------ Text to read

7.04HEB Declaration Estoppels. Seller will use commercially reasonable efforts to deliver to Purchaser estoppel certificates regarding the HEB Declaration executed by each of HEB, Seller, College Station 1892 Multifamily, L.L.C., (“Multifamily”) and Master Landlord in the form, in all material respects, attached hereto as Exhibit “J” that are dated after the Effective Date but no earlier than forty-five (45) days prior to the Closing Date (the “HEB Declaration Estoppels”). Promptly after receipt, Seller shall deliver either revisions that HEB, Multifamily, or Master Landlord require be made to the form of HEB Declaration Estoppel attached hereto as Exhibit “J”, as applicable or the executed HEB Declaration Estoppels to Purchaser. The HEB Declaration Estoppels must not, unless expressly waived by Purchaser in writing, (a) disclose any material defaults or other materially adverse matters that are reasonably unacceptable to Purchaser, (b) reference any unperformed obligations on the part of Seller under the HEB Declaration, (c) conflict, in any material respect, with any applicable representations or warranties of Seller under this Agreement, or (d) reference any term, provision, or agreement that is inconsistent with, or otherwise conflicts in any material respect with (y) the HEB Declaration that Seller made available to Purchaser on the Data Site as part of the Property Information, or (z) the Property Information. Purchaser will respond to Seller in writing within five (5) business days of the date Seller submits either revisions to the form of HEB Declaration Estoppel required by HEB, Multifamily, or Master Landlord, or any signed
HEB Declaration Estoppel to Purchaser for review and approval of whether Purchaser approves the revisions to the form of HEB Declaration Estoppel or any signed HEB Declaration Estoppel, as applicable, or the specific reasons for withholding approval if approval is not granted. If Purchaser fails to respond within such five (5) business day period, then Purchaser will be deemed to have approved the revisions to the form of HEB Declaration Estoppel or the signed HEB Declaration Estoppel, as applicable. If Seller is unable, for any reason, to deliver to Purchaser all of the HEB Declaration Estoppels in the form required pursuant to this Section 7.04 (or that are on a form with revisions approved or deemed approved by Purchaser) on or before the expiration of the Conditions Precedent Period (as it may be extended as expressly set forth in this Agreement), then, Purchaser, as Purchaser’s sole and exclusive remedy, shall have the right to either: (i) terminate this Agreement, in which event the Earnest Money will be refunded to Purchaser and neither Party shall have any further rights, remedies or obligations under this Agreement except obligations and rights that expressly survive any termination of this Agreement; or (ii) waive the HEB Declaration Estoppels requirement and proceed with the Closing. Purchaser must exercise option (i) or option (ii) of the immediately preceding sentence by written notice to Seller on or before the date that is two (2) business days after the expiration of the Conditions Precedent Period. If Purchaser fails to exercise such option on or before the date that is two (2) business days after the expiration of the Conditions Precedent Period, then Purchaser will be deemed to have exercised option (i) (i.e., to terminate this Agreement) set forth above.

------------
------ Information shown

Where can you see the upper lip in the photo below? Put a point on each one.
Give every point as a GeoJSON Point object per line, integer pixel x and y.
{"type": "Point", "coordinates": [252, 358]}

------------

- Prompt A -
In the HEB Declaration estoppel clause, how long does Purchaser have to respond in writing after Seller submits revisions or a signed estoppel?
- Prompt B -
Carry the HEB Declaration estoppel clause forward with the next passage after its final sentence.
The data above comes from a separate source.

- Answer A -
Five (5) business days.

- Answer B -
7.05Ground Leases. Each of the Ground Leases shall be in full force and effect as of the Closing (together, as to the entirety of the Real Property), neither shall have been amended, modified or assigned except as expressly disclosed in this Agreement, there shall be no uncured defaults under either of the Ground Leases by Seller or the Master Landlord as of the Closing, and the Master Landlord shall have taken all actions and provided all consents (if any) to the extent required under the Ground Leases to permit the consummation of the subject transaction in accordance with the terms of the Ground Leases. Notwithstanding anything contained in this Agreement, in the event that Purchaser elects to terminate this Agreement in accordance with Section 7.14 as a result of a failure of the Condition Precedent described in this Section 7.05, in addition to the Earnest Money (less the Independent Contract Consideration) being refunded to Purchaser, Seller shall reimburse Purchaser for its Third Party Costs (as defined and capped below), which obligation shall survive the termination of this Agreement.
7.06Title Policy. The Title Company has heretofore issued a proforma title insurance policy, a full, correct and complete copy of which is attached hereto as Exhibit “P” (the “Proforma Title Policy”). The Title Company shall be irrevocably committed to issue to Purchaser, through Underwriter and upon payment of the applicable premium, a Texas Owner's Policy of Title Insurance, duly executed and approved by Underwriter, in the amount of the Purchase Price, insuring Purchaser's leasehold interest in the Property as of the Closing Date, in form and substance consistent, in all respects, with the Proforma Title Policy, which shall, for avoidance of doubt, include only those exceptions to title expressly set forth in Schedule B of the Proforma Title Policy and identified therein as “Exceptions From Coverage” (collectively, the “Permitted Exceptions”), including all endorsements in the forms attached to the Proforma Title Policy and also including, for avoidance of doubt, affirmative coverage over the HEB ROFR as set forth in Schedule B, Item 6(s) of the Proforma Title Policy (the “Title Policy”).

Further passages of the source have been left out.